Required action →
The full set of records is to be reproduced verbatim.

····················

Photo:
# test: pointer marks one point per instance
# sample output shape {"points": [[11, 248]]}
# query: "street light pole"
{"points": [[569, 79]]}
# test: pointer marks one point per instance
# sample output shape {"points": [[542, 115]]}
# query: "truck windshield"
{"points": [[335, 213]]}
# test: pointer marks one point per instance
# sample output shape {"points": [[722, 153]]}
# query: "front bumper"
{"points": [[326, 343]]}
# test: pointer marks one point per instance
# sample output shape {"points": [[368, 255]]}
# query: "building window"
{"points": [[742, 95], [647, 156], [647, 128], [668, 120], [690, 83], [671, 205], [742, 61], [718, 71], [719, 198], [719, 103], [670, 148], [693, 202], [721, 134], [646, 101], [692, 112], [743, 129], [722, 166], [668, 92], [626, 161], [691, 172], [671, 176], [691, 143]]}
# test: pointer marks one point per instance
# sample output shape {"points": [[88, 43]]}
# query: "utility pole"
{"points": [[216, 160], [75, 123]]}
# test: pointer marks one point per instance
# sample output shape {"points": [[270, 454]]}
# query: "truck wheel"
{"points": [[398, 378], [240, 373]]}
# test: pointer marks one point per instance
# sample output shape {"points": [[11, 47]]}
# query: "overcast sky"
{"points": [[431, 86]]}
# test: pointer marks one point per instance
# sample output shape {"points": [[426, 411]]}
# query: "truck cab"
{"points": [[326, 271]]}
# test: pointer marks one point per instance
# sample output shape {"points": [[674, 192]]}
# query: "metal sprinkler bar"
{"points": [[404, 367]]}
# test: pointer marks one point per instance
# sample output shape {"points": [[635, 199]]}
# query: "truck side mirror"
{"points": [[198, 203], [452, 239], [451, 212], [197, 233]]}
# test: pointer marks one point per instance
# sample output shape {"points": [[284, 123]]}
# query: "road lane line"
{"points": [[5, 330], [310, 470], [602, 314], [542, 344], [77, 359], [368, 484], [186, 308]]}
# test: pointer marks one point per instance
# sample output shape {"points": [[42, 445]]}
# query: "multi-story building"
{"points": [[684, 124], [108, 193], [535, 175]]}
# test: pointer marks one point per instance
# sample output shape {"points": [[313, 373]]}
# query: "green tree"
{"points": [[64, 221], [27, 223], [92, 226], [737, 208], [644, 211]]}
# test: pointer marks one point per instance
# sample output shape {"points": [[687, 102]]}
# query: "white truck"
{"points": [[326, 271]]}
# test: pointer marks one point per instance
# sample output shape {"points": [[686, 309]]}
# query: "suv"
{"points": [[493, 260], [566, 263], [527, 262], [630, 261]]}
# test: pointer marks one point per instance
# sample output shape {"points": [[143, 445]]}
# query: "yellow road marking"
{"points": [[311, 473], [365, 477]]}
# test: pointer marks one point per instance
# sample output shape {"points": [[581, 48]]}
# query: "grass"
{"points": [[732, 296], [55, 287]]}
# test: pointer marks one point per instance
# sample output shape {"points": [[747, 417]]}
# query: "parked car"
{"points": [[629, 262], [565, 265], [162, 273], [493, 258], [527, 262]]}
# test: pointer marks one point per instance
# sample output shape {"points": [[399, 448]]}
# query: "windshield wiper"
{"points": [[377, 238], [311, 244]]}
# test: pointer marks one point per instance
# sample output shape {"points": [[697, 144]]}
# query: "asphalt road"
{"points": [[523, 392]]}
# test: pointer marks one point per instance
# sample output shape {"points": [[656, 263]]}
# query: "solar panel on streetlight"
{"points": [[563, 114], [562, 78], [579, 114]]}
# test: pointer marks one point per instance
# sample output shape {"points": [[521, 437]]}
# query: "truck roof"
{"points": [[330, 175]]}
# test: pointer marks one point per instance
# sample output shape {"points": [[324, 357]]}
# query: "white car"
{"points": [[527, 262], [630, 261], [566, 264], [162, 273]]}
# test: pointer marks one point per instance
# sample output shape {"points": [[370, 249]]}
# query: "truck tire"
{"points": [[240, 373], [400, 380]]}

····················

Solution for this exercise →
Photo:
# test: pointer marks one point per instance
# sample output shape {"points": [[11, 248]]}
# query: "street light pole"
{"points": [[569, 79]]}
# test: pointer marks one point per instance
# sample output shape {"points": [[542, 115]]}
# query: "truck windshield"
{"points": [[335, 213]]}
# test: pointer marks one point per instance
# sample output shape {"points": [[722, 153]]}
# query: "front bumper"
{"points": [[326, 343]]}
# test: pointer marks one point per instance
# sample output shape {"points": [[368, 255]]}
# query: "building window"
{"points": [[742, 95], [647, 156], [647, 128], [668, 120], [690, 83], [671, 205], [742, 61], [718, 71], [719, 198], [719, 103], [670, 148], [693, 202], [721, 134], [646, 101], [692, 112], [743, 129], [722, 166], [668, 92], [626, 161], [691, 172], [671, 176], [691, 143]]}
# test: pointer marks one point per instance
# sample output shape {"points": [[88, 43]]}
# query: "utility pole"
{"points": [[216, 160], [75, 123]]}
# test: pointer marks one point per instance
# sample output shape {"points": [[270, 454]]}
# query: "truck wheel"
{"points": [[398, 378], [240, 373]]}
# test: pointer marks one point per instance
# sample output shape {"points": [[11, 47]]}
# query: "overcast sky"
{"points": [[431, 86]]}
# test: pointer marks one point per instance
# sample output shape {"points": [[426, 411]]}
# query: "truck cab"
{"points": [[326, 271]]}
# test: pointer marks one point per instance
# sample output shape {"points": [[674, 192]]}
# query: "metal sprinkler bar"
{"points": [[404, 367]]}
# test: pointer marks one point per instance
# sample output shape {"points": [[635, 199]]}
# query: "truck side mirror"
{"points": [[198, 203], [452, 239], [451, 212], [197, 233]]}
# test: pointer marks one point per instance
# sample output shape {"points": [[284, 123]]}
# query: "road lane line"
{"points": [[5, 330], [310, 470], [602, 314], [542, 344], [77, 359], [368, 484], [186, 308]]}
# test: pointer marks one point per instance
# sample output shape {"points": [[42, 445]]}
# query: "multi-story building"
{"points": [[684, 124], [108, 193], [535, 175]]}
# test: pointer marks one point per instance
# sample output shape {"points": [[313, 373]]}
# query: "green tree"
{"points": [[64, 221], [27, 223], [92, 226], [737, 208], [644, 211]]}
# test: pointer marks one point per instance
# sample output shape {"points": [[687, 102]]}
# query: "white truck"
{"points": [[326, 271]]}
# test: pointer marks one point per instance
# sample output shape {"points": [[686, 309]]}
# query: "suv"
{"points": [[493, 260], [566, 263], [527, 262], [630, 261]]}
# test: pointer marks one point per instance
# sample output shape {"points": [[143, 445]]}
# query: "yellow road marking"
{"points": [[311, 473], [365, 477]]}
# test: pointer marks one point per instance
# sample output shape {"points": [[581, 48]]}
# query: "grass"
{"points": [[732, 296], [55, 287]]}
# test: pointer marks one point per instance
# sample output shape {"points": [[747, 417]]}
# query: "parked car"
{"points": [[629, 262], [565, 265], [162, 273], [493, 258], [527, 262]]}
# test: pointer marks one point per instance
# sample output shape {"points": [[399, 448]]}
# query: "windshield wiper"
{"points": [[377, 238], [311, 244]]}
# test: pointer marks one point per instance
# sample output shape {"points": [[697, 144]]}
# query: "asphalt road"
{"points": [[523, 392]]}
# test: pointer marks one point per instance
# sample output shape {"points": [[656, 263]]}
# query: "solar panel on streetlight"
{"points": [[563, 114], [562, 78], [579, 114]]}
# test: pointer marks one point per instance
# sample output shape {"points": [[521, 437]]}
# query: "truck roof"
{"points": [[330, 175]]}
# test: pointer marks one point per instance
# sample output shape {"points": [[324, 357]]}
# query: "white car"
{"points": [[527, 262], [630, 261], [566, 264], [162, 273]]}
# test: pointer marks one point per instance
# sample output shape {"points": [[370, 249]]}
# query: "truck tire"
{"points": [[240, 373], [400, 380]]}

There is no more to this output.